Without including any images, repeat the data exactly.
□ □ □
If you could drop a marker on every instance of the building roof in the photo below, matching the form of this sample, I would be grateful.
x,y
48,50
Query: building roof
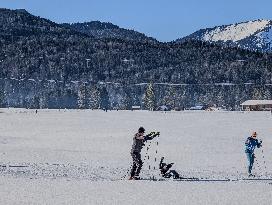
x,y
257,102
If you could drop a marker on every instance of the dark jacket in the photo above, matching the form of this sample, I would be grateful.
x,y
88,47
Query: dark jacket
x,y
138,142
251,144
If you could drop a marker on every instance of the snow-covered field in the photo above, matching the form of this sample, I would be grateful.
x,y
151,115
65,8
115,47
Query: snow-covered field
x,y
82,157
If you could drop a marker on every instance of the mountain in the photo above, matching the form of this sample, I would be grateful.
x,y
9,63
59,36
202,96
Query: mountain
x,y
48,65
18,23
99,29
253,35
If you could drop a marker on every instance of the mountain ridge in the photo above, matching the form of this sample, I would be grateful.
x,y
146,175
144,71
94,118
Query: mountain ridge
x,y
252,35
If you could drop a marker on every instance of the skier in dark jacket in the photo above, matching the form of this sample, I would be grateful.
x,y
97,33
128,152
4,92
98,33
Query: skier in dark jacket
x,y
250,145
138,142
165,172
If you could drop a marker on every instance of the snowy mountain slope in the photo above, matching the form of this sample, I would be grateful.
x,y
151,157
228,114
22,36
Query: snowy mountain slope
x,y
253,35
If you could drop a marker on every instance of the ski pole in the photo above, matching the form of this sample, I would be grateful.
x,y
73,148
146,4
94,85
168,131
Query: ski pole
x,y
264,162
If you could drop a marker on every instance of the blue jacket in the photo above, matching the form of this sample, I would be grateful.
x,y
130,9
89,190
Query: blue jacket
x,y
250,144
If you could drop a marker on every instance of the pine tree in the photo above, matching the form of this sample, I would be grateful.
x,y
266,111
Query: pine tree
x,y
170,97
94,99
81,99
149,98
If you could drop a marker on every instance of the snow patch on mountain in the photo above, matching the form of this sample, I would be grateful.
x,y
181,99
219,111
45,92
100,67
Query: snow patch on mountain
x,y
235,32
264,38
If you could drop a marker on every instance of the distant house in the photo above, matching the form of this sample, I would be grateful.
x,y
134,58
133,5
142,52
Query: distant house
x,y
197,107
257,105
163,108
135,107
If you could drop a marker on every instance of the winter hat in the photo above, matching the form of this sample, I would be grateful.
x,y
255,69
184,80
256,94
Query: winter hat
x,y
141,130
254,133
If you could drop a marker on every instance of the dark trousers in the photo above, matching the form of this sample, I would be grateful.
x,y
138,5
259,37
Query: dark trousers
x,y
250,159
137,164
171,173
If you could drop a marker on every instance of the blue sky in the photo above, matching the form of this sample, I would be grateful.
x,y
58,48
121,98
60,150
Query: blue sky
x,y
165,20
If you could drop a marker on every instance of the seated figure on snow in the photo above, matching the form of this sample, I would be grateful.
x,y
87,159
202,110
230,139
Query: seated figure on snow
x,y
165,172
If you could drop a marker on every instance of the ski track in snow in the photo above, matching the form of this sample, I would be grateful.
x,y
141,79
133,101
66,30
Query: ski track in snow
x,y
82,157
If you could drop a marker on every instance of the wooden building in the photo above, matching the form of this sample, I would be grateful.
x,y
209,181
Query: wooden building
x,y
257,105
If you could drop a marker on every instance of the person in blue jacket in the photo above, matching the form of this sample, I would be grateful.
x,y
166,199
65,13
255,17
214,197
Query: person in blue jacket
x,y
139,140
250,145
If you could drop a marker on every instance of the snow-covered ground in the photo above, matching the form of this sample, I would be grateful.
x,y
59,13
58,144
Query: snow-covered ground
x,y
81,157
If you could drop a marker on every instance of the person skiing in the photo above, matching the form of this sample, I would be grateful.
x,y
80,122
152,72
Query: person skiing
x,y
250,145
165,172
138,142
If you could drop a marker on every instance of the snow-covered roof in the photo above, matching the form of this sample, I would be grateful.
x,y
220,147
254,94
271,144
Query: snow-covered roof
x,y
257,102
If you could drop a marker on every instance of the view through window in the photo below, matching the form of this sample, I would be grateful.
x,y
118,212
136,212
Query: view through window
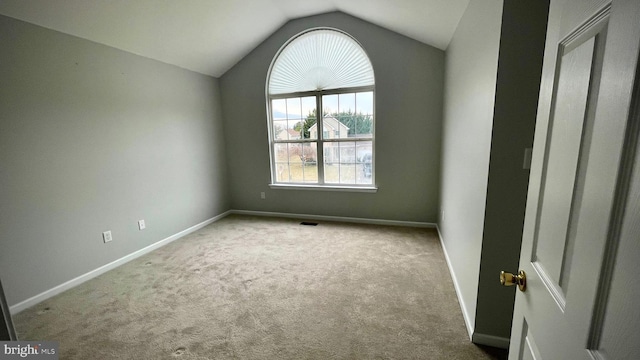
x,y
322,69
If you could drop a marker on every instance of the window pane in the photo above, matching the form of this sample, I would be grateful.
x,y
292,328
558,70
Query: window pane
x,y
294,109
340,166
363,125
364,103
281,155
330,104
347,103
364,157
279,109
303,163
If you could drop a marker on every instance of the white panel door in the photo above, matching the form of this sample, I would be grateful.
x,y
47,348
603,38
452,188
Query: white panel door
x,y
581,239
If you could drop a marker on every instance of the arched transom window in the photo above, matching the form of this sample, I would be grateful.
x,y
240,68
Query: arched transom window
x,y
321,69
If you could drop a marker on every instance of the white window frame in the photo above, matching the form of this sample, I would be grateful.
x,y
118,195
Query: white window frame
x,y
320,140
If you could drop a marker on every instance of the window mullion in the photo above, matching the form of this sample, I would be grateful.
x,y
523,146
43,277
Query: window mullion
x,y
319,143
□ □ □
_Exercise response_.
If you could drop a marker on every instance of the building roof in the photo below, matching the form of this sample, I would be grateful.
x,y
48,50
Query: building roof
x,y
257,102
If you could drop a marker on every instance of the dark jacket in the photo above, matching the form of this sample, I would be grateful.
x,y
88,47
Query: dark jacket
x,y
138,142
251,144
If you could drop a marker on every instance of the snow-covered field in the photo above, matching the form of this sample, I would be grateful.
x,y
151,115
65,8
115,47
Query: snow-covered field
x,y
82,157
If you could drop a marker on every instance of the mountain in the photo above, matching the form of this sample, I would be grateful.
x,y
9,63
59,36
202,96
Query: mountain
x,y
48,65
18,23
99,29
253,35
If you could drop a marker on every instance of the mountain ridge in the photo above, matching the form of this sample, I would be grateful.
x,y
146,175
144,71
94,118
Query: mountain ridge
x,y
252,35
If you could drop a marker on every instance of the skier in dark jacket in the photo above, matching the form of this sample, I would be grateful.
x,y
97,33
128,152
4,92
98,33
Query: skier in dark jacket
x,y
250,145
138,142
165,172
If you could drop a marker on every instance of the snowy mountain slope in the photo above, matching the form of this sample, I would be grateful.
x,y
151,157
228,114
22,36
Query: snowy mountain slope
x,y
253,35
If you could drop a marker on every instance of the ski pole in the photo above, matching the form of this sample, I would be grateful.
x,y
73,148
146,4
94,85
168,131
Query: ski pole
x,y
264,162
If you could drop a marker on every instance of the blue jacket in the photo above, matching the form of this sample, I would be grateful.
x,y
130,9
89,190
Query: blue jacket
x,y
250,144
If you could drop a marker on every instance of the pine tree in the photo above, matching the form of this sample, I would be grateful.
x,y
266,111
Query: pine tree
x,y
170,97
94,99
81,99
149,98
If you could drop a marker on every instance of the snow patch on mountain in the photo above, matching the form of this sample, I would be grateful.
x,y
181,99
219,111
45,92
100,67
Query: snow patch on mountain
x,y
235,32
264,38
If you could drop a marker on every instance of the distant house in the photo above, matching the form of this sample, I would be grateful.
x,y
134,58
133,5
142,52
Query: distant house
x,y
197,107
257,105
163,108
135,107
If you could drop a marker on every instance of the winter hat in the photo above, matching the form of this sample, I would be grateful.
x,y
255,69
184,80
256,94
Query: winter hat
x,y
141,130
254,133
If you could drop a marker on every instance of the dark trousers in the photo above, matching the form of this sample, I would be grateful.
x,y
138,5
259,37
Query: dark trousers
x,y
250,159
137,164
171,173
If you could drop a marker on every instance of the blue sky in the photo above, matching the form of this sample, I would be grateful.
x,y
58,48
121,98
60,150
Query: blue sky
x,y
165,20
If you could drop a marker on every instance of the seated figure on snow in the photo above, matching the form of this sample, I would be grateful.
x,y
87,159
202,110
230,139
Query: seated figure on snow
x,y
165,172
If you could drop a marker on every instance of the ski track in snow in the photo above, matching the form of this sample, I would be grateful.
x,y
141,79
133,101
66,30
Query: ski track in snow
x,y
82,157
If you could drop a marker on every instance of the wooden building in the photo above, matching the form of this sample, I would be grateful.
x,y
209,181
Query: wooden building
x,y
257,105
If you could drop a marker on every instance of the person in blue jacket in the photo above, matching the form of this sample, I would be grateful.
x,y
166,199
65,13
255,17
214,197
Query: person in blue jacket
x,y
139,140
250,145
If you could drop a marker on every instance of the snow-covered ground in the photo above, matching the form of this sample, I would be grateful.
x,y
59,13
58,144
Query: snow-covered ground
x,y
81,157
If you could drop a marker on every instance of the person skiing in the photo above, matching the form of this sample, I would be grateful.
x,y
80,122
152,72
Query: person skiing
x,y
250,145
165,172
138,142
If you could drop a marker on every instance of the snow-covered roof in the photo above, matching the form of this sample, I would be grateful.
x,y
220,147
254,94
271,144
Query: snow-covered roof
x,y
257,102
If you could drop a marker on every instance of the view through window in the photo below, matching the form of this sample, I would be grateful.
x,y
118,212
136,212
Query: view through window
x,y
322,69
If you could drop a marker on every instance of the window pane in the photo above, matching the form of this sample, I would be grateful.
x,y
292,328
558,70
Query: window pane
x,y
294,109
340,166
363,125
364,103
281,155
330,104
347,103
364,157
279,109
303,163
If you could drop a marker on every instance of the white panel door in the photo above, matching the form of this sample, I would be grateful.
x,y
47,348
603,38
452,188
Query: white panel door
x,y
581,239
If you could drop a marker on every instance of the arched transom window in the photo above, matching the form of this sample, I would be grateful.
x,y
240,68
Query: arched transom window
x,y
321,69
If you could drop a marker on every instance of the white window frame in the photo above, matching the form of this sample, I would be grateful.
x,y
118,195
Query: white window frame
x,y
320,140
If you could drop a marker on every instance of the window mullion in the photo above, matching the form of this sample, I would be grateful.
x,y
523,146
43,277
Query: window mullion
x,y
319,143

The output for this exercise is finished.